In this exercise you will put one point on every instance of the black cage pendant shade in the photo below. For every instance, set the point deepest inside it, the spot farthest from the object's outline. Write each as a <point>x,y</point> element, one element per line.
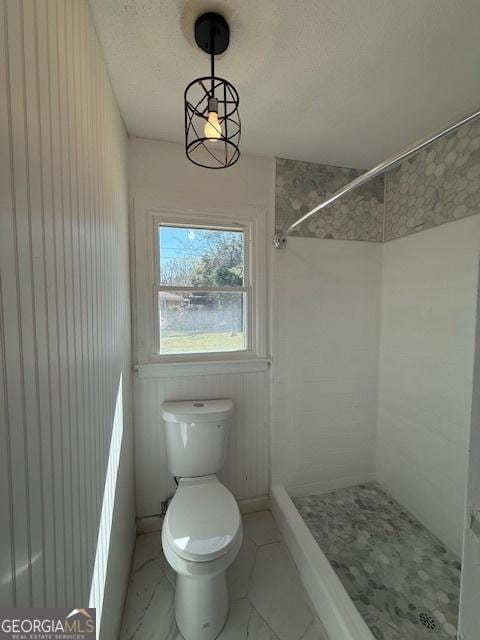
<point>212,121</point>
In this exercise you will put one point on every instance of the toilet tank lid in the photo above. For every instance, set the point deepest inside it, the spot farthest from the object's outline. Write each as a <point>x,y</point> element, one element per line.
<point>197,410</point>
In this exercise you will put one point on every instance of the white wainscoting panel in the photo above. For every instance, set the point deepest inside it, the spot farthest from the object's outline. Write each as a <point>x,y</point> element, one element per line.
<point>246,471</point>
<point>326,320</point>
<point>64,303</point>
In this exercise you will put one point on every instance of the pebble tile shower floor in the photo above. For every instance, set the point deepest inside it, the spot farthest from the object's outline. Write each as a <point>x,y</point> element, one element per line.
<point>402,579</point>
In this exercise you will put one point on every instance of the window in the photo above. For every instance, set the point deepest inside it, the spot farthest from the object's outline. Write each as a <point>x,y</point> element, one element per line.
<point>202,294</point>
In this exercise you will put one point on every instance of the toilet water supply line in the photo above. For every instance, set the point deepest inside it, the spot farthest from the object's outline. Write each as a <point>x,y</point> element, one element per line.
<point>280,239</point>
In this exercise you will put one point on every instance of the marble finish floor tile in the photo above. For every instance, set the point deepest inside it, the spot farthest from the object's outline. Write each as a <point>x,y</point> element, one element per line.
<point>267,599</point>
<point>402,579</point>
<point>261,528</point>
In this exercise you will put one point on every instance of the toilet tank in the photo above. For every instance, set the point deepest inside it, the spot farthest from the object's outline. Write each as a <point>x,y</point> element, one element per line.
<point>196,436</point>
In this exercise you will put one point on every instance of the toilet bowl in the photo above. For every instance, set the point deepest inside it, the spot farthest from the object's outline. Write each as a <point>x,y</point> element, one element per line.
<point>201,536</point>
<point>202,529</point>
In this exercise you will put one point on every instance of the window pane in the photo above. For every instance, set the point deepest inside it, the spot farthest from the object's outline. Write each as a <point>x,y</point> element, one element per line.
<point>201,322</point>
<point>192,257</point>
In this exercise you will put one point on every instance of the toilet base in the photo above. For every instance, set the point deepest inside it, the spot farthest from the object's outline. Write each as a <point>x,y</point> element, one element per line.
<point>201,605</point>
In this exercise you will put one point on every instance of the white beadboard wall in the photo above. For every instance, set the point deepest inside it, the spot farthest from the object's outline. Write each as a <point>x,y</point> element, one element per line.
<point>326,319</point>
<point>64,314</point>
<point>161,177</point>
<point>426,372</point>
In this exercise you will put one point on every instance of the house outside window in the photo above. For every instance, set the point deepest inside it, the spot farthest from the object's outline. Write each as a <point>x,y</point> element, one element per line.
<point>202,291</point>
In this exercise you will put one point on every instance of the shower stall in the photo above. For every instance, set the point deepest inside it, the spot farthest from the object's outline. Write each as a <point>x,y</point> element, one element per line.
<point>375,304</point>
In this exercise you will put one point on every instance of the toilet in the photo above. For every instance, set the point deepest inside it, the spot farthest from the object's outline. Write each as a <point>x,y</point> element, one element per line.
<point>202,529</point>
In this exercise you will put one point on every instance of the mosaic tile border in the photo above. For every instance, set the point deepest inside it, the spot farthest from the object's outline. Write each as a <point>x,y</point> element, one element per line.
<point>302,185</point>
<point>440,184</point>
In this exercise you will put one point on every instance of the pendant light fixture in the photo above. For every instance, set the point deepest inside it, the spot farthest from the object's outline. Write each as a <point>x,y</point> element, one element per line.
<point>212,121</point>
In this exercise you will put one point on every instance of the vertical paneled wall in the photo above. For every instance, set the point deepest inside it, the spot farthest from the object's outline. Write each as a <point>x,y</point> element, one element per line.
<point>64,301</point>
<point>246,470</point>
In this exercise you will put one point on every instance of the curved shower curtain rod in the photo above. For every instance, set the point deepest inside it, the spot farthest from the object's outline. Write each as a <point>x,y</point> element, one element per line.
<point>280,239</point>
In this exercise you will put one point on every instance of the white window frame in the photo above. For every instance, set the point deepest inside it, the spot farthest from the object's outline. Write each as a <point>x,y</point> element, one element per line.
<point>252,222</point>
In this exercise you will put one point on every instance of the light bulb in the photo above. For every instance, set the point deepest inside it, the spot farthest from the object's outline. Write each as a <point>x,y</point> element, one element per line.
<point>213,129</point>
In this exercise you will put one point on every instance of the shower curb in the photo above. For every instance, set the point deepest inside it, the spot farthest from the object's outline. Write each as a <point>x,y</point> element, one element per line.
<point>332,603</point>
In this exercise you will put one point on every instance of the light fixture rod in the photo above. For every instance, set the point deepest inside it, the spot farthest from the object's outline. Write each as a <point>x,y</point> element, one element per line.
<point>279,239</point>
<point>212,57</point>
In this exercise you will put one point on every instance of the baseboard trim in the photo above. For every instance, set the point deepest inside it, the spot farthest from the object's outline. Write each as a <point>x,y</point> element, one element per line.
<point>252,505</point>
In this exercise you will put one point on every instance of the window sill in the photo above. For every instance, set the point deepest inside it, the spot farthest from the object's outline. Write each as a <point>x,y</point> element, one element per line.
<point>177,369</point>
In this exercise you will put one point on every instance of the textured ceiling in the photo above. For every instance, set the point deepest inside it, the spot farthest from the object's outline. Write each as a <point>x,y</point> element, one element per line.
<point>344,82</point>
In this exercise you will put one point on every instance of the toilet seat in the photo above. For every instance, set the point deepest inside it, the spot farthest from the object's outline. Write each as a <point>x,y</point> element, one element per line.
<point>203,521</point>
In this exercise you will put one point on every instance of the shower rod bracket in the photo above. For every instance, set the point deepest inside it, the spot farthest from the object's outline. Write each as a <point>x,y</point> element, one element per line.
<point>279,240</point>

______________________________

Instructions to follow
Leaving the pictures out, print every line of the listing exactly.

Your response
In this exercise you will put one point on every instance of the black cage pendant shade in the photo below. For every instance, set the point deepest inside it, the spot farthest from the object's outline. Write each as a <point>x,y</point> element, one element per line.
<point>212,121</point>
In this exercise you will put one point on every instance of the toilet tank lid in the photo above. For every instance, set the point deepest inside it, the spot farthest from the object's outline. Write each as a <point>x,y</point> element, one element per line.
<point>197,410</point>
In this exercise you will put one point on every instance of the white wainscoting panel in the photo above. For every instance, set the point deepest inside it, the spot farthest from the object's outline. Write each as a <point>x,y</point> element, one element per line.
<point>246,471</point>
<point>326,320</point>
<point>64,303</point>
In this exercise you will put one point on every instance of the pebble tile shower floor in the photo above. For every instance, set the point deepest inside it, the spot farthest from the object's outline. Write each as a <point>x,y</point> element, one element per line.
<point>402,579</point>
In this exercise you will put one point on every instance of the window in the photo above. For every instance, set the point deepest inside it, the spot farthest from the object's outline. Write each as a <point>x,y</point> element, one element per line.
<point>202,294</point>
In this exercise you will put one point on every instance of the toilet water supply line in the photo above. For every instance, set the point deepest inside it, the spot farthest from the object's outline. Write each as a <point>x,y</point> element, one element per line.
<point>280,239</point>
In this exercise you will put one point on every instance of the marble finish floor tile in the photo above. For every instance, set the point deepest inside it, the spot farthest from the object's outline. Write each as a <point>x,y</point> element, one element per line.
<point>267,599</point>
<point>402,579</point>
<point>261,528</point>
In this exercise you will put one point on every instance of the toilet tank in the photo above. For every instance, set the point deepest inside it, the spot farthest from the object's outline. Write each as a <point>x,y</point> element, one element per line.
<point>196,436</point>
In this exercise you will put one point on every instance of the toilet bowl in the photo above. For every instance, set the point deepest inside it, the spot farthest from the object's outline. Write each as a <point>x,y</point> element, one element per line.
<point>201,536</point>
<point>202,529</point>
In this exercise you will put one point on every instance of the window pane in the photo above. For every instance, set the point deepest inside it, the spot farthest from the object's outline. Write each as a <point>x,y</point> element, one element per line.
<point>201,322</point>
<point>192,257</point>
In this exercise you will put one point on every instance of the toilet base in the photo above. For every instance, set the point deepest inside it, the spot farthest from the object's outline. Write each as a <point>x,y</point> element, one element per line.
<point>201,605</point>
In this exercise you will put one point on every instance of the white beadboard wall in the photo above. For every instance, set the point deepest inside it, the spot farthest from the object's outline. Write each as a <point>x,y</point> element, one element per line.
<point>326,319</point>
<point>64,314</point>
<point>161,177</point>
<point>426,372</point>
In this exercise you will put one point on every instance of the house outside window in the photo above. For every instance, set the point deepest inside it, the spot farthest from the object's outline. Write each as a <point>x,y</point> element, one element per line.
<point>202,291</point>
In this exercise you will put one point on every instance of the shower stall in the photo above. For every instance, set the point deepest inside it, the spot farthest from the object's outline. Write each as a <point>x,y</point> element, one element per line.
<point>375,304</point>
In this exercise you will put one point on every instance of the toilet in the photo above. For every instance, set the point deepest inside it, the spot farthest from the object's outline. Write each as a <point>x,y</point> element, one element per line.
<point>202,529</point>
In this exercise you will put one point on every instance of the mosaic tile border in the photo above. For every instance, set the point deepest inside it, the spot farthest from the object's outline. Write each as a <point>x,y</point> element, one element per line.
<point>302,185</point>
<point>440,184</point>
In this exercise you will put one point on every instance of the pendant light fixture in the photo above. For every instance, set the point deepest inside it, the spot farthest from the object's outline. Write each as a <point>x,y</point> element, one element per line.
<point>212,121</point>
In this exercise you will put one point on every instance of the vertical paneled wall in the photo above. For every instance, set the point deepest inside it, the spot farthest from the object's outline. Write each as a <point>x,y</point> element, one element per line.
<point>64,301</point>
<point>246,470</point>
In this exercise you will put one point on every instance of the curved shower curtain rod in the photo above. For every instance, set the point deepest inside it, the spot farthest from the object's outline. Write each as a <point>x,y</point> element, one element per line.
<point>280,239</point>
In this exercise you will put one point on every instance of the white window frame in the photo above. For every instance, set the point deepest inside it, the spot farthest from the object's outline. Write each as a <point>x,y</point> element, one element per line.
<point>252,222</point>
In this exercise you will put one point on every instance of the light bulb in the photo above. For every instance, set the point deepest inside it, the spot farthest from the object's outline. Write each as a <point>x,y</point> element, one element per line.
<point>213,129</point>
In this exercise you will put one point on every instance of the shower curb in the photo above. For every instance, set the point deepest inside it, the spot farthest from the object's outline. Write each as a <point>x,y</point> element, one element per line.
<point>332,603</point>
In this exercise you will put one point on every instance of the light fixture rod in the photo above. For every instance, set the point deepest inside it, the spot farthest from the object's outline. Write each as a <point>x,y</point> element, one element per line.
<point>279,239</point>
<point>212,57</point>
In this exercise you will put one point on every instance of the baseboard trim in the photo above. For every instance, set the point deepest inside it, the spot farthest from the object's outline. Write each as a <point>x,y</point> element, one element per line.
<point>252,505</point>
In this exercise you will put one point on every instance of the window sill in the photo above. For every instance, set the point deepest inside it, the spot farthest from the object's outline. Write each as a <point>x,y</point> element, one element per line.
<point>177,369</point>
In this exercise you will put one point on every instance of the textured ceiling in the photo above. For every instance, set the point deepest inside it, the spot farthest from the object's outline. Write each as a <point>x,y</point> element, one element per line.
<point>344,82</point>
In this exercise you will put one point on every instance of the toilet seat in the photo above. For every instance, set the point deepest inside it, the spot farthest from the object's outline. Write each as a <point>x,y</point> element, one element per line.
<point>203,521</point>
In this exercise you will put one point on every instance of the shower rod bracket in the photo above. For every instance, set the point deepest inside it, the spot farthest from the object's outline. Write each as a <point>x,y</point> element, one element per line.
<point>279,240</point>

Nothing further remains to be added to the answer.